ESTRATTO DELLA PAGINA:
Tommaso La Mantia, illustrando i prodotti del bosco di Ficuzza, la storia e l’attualità tra economia e biodiversità, ha messo in evidenza quanto la straordinaria ricchezza di diversità biologica, paesaggistica, culturale della Riserva Naturale di Ficuzza sia dovuta alla storia naturale e antropica. L’azione dell’uomo ha modificato gli ecosistemi originali creando alcuni habitat che sono oggi inseriti nella direttiva habitat come le sugherete e i castagneti. La tutela del patrimonio biologico, paesaggistico e culturale della riserva oggi passa necessariamente per una gestione attiva che tuteli e conservi la diversità a scala di paesaggio intervenendo, ad esempio, sulle radure e sui pascoli invasi dagli arbusti trasformandoli in pascoli alberati, valorizzando le risorse forestali come ad esempio il legno, frutto degli interventi di gestione ordinaria e straordinaria, e il sughero.
Antonino Di Grigoli, illustrando le produzioni casearie del Territorio di Ficuzza, ha qualificato le produzioni casearie del territorio limitrofo al bosco di Ficuzza con particolare riferimento al Caciocavallo Palermitano, noto anche con il nome di Caciocavallo di Godrano, come produzione di eccellenza della tradizione regionale, prodotto con latte crudo di bovine allevate prevalentemente al pascolo e con tecnica di caseificazione tradizionale. Ha sottolineato con dati scientifici come la modalità di ottenimento del formaggio, maggiormente onerosa in termini di costi di produzione rispetto alle produzioni ottenute nei caseifici industriali, influenzi positivamente le caratteristiche sensoriali, la qualità igienica e sanitaria e le proprietà nutrizionali e salutistiche. Tale migliore qualità dovrebbe essere meglio sfruttata in futuro per valorizzare maggiormente il prodotto al fine di incentivarne la produzione e mantenere questa strategica attività economica nel territorio caratterizzato, fra le altre cose, da fenomeni di spopolamento.
Mario Liberto, manifestando la sua forte passione per la valorizzazione del mondo rurale siciliano, ha trattato la cultura alimentare della foresta come connubio tra tradizione, natura e sapori autentici. Ha evidenziato la funzione del bosco in una nuova visione improntata sulla multifunzionalità, rimarcando quindi la necessaria di una sinergia per il raggiungimento di un’ideale economia circolare dei boschi indicando soluzioni e modalità di gestione delle attività connesse. Si è soffermato in particolare sulla potenzialità produttiva alimentare del bosco, con una specifica gastronomia del bosco e delle sue delizie. In ultimo ha percorso il ruolo delle “donne del bosco” che da sempre hanno arricchito la fantasia di grandi e piccini.
Antonio Paladino, a cui sono rimaste le conclusioni dell’interessante incontro, ricco di spunti e frutto di acute riflessioni, ha “disegnato” un prossimo futuro da costruire con una forte interazione tra pubblico e privato, quindi, tra Ente gestore, aziende del territorio e comunità locali, concretizzando un modello di sviluppo che anche grazie alle professionalità presenti, porti lontano dall’oblio e dall’abbandono. Lo si deve ai giovani siciliani.

VOCI FORNITE:
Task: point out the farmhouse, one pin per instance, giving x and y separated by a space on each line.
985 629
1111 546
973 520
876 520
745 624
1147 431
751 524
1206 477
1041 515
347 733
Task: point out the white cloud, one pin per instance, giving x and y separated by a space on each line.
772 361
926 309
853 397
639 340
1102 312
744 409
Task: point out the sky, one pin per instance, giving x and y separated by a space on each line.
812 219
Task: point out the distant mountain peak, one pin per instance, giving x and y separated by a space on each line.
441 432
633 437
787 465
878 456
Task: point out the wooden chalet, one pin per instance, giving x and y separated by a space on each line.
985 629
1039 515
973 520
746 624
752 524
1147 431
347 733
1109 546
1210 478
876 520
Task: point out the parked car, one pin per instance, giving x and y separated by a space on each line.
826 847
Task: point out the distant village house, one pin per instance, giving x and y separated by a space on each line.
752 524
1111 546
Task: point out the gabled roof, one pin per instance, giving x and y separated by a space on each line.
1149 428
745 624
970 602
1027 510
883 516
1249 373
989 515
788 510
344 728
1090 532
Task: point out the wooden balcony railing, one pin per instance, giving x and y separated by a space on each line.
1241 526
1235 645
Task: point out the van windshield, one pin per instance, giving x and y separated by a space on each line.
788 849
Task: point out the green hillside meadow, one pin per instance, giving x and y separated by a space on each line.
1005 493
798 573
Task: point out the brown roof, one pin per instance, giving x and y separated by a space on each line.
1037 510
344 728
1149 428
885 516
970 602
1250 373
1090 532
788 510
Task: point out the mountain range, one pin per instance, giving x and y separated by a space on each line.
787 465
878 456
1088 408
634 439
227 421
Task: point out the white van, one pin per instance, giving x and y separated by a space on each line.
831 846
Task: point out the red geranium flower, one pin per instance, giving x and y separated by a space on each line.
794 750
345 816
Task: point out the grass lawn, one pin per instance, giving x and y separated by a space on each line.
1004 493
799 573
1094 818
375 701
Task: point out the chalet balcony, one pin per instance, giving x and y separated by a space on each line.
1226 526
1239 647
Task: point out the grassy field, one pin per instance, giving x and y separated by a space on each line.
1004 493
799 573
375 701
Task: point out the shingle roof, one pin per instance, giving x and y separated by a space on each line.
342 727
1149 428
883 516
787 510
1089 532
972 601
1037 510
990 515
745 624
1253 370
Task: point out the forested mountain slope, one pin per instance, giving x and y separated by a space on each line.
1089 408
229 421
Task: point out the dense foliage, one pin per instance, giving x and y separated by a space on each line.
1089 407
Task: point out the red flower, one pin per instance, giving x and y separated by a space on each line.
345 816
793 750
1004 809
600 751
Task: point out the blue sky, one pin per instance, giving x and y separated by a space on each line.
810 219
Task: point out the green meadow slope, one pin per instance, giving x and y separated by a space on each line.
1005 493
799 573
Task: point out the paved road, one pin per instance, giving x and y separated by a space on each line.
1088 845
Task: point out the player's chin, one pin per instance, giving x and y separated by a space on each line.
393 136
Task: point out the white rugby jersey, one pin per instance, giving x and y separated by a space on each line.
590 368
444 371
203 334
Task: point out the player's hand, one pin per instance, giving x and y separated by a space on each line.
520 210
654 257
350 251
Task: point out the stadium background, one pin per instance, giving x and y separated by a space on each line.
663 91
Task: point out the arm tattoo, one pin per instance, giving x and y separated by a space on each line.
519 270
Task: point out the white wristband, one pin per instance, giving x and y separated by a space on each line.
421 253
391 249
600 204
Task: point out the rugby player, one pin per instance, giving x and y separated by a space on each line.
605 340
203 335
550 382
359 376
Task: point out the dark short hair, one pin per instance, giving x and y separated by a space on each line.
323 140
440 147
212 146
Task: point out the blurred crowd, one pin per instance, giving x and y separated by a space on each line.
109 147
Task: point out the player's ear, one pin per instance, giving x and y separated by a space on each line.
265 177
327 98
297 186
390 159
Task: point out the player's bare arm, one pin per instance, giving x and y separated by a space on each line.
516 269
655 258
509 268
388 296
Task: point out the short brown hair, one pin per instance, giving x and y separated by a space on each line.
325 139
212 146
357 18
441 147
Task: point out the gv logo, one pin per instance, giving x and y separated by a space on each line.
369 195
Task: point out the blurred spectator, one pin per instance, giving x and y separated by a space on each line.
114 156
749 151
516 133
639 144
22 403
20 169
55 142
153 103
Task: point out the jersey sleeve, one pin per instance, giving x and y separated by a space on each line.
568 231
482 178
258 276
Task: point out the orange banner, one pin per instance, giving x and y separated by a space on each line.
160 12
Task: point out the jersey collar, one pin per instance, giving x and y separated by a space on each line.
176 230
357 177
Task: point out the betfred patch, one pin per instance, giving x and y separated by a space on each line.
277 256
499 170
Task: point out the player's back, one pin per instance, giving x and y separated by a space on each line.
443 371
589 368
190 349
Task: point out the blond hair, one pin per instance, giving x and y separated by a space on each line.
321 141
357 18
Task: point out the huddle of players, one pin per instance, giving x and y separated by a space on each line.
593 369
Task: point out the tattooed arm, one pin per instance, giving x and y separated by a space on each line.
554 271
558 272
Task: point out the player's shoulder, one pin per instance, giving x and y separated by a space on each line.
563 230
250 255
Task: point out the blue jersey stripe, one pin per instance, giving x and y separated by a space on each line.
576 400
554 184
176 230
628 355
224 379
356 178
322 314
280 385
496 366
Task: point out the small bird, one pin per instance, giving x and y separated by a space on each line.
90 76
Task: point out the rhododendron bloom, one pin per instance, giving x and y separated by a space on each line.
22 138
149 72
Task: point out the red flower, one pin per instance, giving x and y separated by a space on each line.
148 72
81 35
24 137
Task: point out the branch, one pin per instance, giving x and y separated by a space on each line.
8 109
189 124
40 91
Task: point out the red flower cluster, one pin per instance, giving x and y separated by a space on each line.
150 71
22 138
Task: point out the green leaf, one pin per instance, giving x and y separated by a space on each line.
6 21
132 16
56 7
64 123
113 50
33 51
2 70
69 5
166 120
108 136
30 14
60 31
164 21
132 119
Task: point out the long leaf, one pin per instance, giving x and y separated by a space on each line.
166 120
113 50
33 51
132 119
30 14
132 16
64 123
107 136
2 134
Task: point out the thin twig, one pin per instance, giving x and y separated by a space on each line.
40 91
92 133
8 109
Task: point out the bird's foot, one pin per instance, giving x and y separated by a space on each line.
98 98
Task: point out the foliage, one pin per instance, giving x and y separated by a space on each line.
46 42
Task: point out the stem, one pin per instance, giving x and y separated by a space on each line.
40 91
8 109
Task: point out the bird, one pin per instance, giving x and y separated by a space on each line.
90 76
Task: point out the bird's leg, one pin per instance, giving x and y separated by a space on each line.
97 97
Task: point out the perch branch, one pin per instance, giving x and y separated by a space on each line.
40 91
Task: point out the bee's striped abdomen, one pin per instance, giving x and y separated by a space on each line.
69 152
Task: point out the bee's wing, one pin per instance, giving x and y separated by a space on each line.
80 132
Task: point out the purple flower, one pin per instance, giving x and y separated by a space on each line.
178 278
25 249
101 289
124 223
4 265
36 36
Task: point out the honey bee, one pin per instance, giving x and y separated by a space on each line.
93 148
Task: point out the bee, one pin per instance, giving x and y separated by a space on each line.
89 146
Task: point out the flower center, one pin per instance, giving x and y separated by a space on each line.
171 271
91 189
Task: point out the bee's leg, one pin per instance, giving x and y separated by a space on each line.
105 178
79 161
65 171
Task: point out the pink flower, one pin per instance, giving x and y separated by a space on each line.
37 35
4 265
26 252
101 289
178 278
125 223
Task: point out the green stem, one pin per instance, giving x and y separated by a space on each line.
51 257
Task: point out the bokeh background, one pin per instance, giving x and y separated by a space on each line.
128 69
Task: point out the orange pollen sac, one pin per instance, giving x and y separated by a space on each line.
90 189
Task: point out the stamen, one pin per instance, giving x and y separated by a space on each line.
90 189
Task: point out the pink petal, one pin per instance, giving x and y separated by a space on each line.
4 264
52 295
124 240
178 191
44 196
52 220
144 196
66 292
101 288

ISTRUZIONI:
Riscrivi il passo del resoconto dell'incontro compreso tra "Antonio Paladino, a" e "ai giovani siciliani.", estremi inclusi, mettendo "imprese del territorio" al posto di "aziende del territorio". Le voci qui non hanno alcun ruolo.

RISPOSTA:
Antonio Paladino, a cui sono rimaste le conclusioni dell’interessante incontro, ricco di spunti e frutto di acute riflessioni, ha “disegnato” un prossimo futuro da costruire con una forte interazione tra pubblico e privato, quindi, tra Ente gestore, imprese del territorio e comunità locali, concretizzando un modello di sviluppo che anche grazie alle professionalità presenti, porti lontano dall’oblio e dall’abbandono. Lo si deve ai giovani siciliani.